*Extrait à lire*.

On est donc à la fois dans la représentation et dans les
coulisses du pouvoir.
« Je n'ignore point que bien des gens ont pensé et pensent encore que Dieu
et la fortune régissent les choses de ce monde de telle manière que toute la
prudence humaine ne peut en arrêter ni en régler le cours : d'où l'on peut
conclure qu'il est inutile de s'en occuper avec tant de peine, et qu'il n'y a qu'à
se soumettre et à laisser tout conduire par le sort.
Cette opinion s'est surtout
propagée de notre temps par une conséquence de cette variété de grands
événements que nous avons cités, dont nous sommes encore témoins, et qu'il
ne nous était pas possible de prévoir - aussi suis-je assez enclin à la
partager.
Néanmoins, ne pouvant admettre que notre libre arbitre soit réduit à rien, j'imagine qu'il peut être vrai que
la fortune dispose de la moitié de nos actions, mais qu'elle en laisse à peu près l'autre moitié en notre pouvoir.

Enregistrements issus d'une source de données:
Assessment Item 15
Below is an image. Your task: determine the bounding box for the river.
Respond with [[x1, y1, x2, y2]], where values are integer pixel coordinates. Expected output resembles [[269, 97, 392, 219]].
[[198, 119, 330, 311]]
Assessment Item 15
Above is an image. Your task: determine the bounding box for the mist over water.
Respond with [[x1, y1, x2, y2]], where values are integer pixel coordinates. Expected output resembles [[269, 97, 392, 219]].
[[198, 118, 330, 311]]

*Énoncé du problème A*.
D'après l'extrait sur la fortune, quelle part de nos actions la fortune laisse-t-elle en notre pouvoir ?
*Énoncé du problème B*.
Réécrivez les enregistrements en remplaçant « river » par « lake », depuis leur première ligne jusqu'à la ligne qui contient « [[198, 119, 330, 311]] » incluse. Ne donnez que ces lignes, sans rien changer d'autre.

*Résultat A*.
À peu près l'autre moitié.

*Résultat B*.
Assessment Item 15
Below is an image. Your task: determine the bounding box for the lake.
Respond with [[x1, y1, x2, y2]], where values are integer pixel coordinates. Expected output resembles [[269, 97, 392, 219]].
[[198, 119, 330, 311]]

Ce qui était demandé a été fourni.